Where does the word "gold" appear in the entries below? Copy each line that holds it.

Records shown:
"""

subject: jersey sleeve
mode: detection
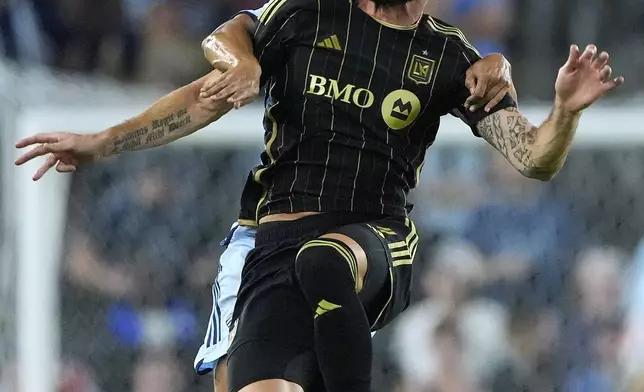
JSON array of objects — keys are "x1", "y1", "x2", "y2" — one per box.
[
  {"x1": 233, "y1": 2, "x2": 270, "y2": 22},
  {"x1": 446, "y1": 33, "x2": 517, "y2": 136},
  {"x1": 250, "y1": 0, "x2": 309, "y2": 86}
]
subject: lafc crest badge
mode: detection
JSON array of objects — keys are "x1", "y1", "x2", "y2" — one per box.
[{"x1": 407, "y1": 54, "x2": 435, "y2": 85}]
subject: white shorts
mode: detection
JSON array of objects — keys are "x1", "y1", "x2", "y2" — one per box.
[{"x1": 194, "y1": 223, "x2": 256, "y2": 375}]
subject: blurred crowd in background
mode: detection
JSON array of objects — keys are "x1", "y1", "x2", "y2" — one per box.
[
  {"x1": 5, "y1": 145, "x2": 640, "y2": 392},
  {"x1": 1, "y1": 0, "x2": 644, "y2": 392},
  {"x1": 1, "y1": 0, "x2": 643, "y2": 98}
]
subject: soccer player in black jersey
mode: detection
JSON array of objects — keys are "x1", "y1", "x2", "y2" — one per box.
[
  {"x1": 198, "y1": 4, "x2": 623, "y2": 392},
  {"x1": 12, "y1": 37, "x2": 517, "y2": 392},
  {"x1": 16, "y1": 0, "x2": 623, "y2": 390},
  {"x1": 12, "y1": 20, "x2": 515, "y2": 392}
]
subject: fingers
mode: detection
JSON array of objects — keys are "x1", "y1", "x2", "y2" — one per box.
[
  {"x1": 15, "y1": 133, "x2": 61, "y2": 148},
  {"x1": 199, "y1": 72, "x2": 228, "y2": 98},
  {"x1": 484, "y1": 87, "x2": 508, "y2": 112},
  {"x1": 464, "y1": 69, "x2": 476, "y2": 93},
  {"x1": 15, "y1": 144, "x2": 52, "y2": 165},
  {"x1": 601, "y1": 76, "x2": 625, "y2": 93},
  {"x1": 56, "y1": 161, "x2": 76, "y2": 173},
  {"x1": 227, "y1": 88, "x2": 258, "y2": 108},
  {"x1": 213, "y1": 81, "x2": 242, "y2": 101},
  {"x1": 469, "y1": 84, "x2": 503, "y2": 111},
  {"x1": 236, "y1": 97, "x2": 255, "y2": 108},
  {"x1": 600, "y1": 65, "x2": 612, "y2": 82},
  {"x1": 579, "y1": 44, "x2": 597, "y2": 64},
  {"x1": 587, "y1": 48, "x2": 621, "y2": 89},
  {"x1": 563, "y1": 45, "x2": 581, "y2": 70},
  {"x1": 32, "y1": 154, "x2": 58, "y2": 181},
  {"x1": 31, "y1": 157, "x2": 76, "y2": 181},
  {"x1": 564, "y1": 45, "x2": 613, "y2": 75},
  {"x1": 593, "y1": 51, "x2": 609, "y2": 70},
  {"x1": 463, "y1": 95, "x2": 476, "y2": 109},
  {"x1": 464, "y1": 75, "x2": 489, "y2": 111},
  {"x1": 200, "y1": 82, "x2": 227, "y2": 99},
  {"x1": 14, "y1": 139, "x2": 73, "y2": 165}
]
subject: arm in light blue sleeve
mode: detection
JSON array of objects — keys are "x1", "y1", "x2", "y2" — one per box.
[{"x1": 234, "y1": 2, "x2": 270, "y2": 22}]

"""
"""

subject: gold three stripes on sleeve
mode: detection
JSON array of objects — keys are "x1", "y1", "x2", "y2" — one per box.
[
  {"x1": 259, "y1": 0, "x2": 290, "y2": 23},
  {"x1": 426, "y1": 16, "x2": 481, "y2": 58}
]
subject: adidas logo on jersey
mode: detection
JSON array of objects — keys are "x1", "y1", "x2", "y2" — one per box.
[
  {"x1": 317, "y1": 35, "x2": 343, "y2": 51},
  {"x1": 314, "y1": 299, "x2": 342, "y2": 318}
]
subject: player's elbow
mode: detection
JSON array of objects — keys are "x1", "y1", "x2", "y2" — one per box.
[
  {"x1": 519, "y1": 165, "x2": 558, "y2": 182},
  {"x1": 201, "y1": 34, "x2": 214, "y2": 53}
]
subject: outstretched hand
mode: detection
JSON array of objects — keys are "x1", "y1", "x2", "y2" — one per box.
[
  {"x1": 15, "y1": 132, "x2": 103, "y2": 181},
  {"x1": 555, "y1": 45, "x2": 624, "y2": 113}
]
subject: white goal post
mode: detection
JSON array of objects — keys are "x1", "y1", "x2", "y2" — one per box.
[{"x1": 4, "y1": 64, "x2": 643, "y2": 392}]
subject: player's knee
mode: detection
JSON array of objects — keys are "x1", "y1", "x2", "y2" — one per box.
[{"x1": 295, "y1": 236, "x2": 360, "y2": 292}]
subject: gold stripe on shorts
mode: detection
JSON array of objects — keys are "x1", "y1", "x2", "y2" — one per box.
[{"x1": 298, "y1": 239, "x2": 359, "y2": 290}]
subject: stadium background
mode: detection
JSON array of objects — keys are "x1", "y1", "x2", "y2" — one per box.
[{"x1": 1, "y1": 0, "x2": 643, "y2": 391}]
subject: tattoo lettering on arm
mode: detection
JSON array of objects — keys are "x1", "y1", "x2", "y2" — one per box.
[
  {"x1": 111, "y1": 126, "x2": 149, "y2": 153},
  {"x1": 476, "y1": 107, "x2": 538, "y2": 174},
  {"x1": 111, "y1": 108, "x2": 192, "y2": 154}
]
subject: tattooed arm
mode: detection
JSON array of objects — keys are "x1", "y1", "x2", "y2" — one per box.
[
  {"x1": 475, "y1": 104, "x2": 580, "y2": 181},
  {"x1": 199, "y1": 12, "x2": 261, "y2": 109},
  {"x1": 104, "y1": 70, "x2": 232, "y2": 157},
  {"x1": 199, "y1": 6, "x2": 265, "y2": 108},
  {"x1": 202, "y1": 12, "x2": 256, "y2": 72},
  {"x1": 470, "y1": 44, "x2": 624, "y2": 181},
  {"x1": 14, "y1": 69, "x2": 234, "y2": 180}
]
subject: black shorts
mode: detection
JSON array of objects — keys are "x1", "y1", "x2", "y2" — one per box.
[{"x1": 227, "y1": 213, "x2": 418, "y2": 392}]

"""

Solution for this task:
subject: gold three stripes on sleeve
subject: gold stripe on shorts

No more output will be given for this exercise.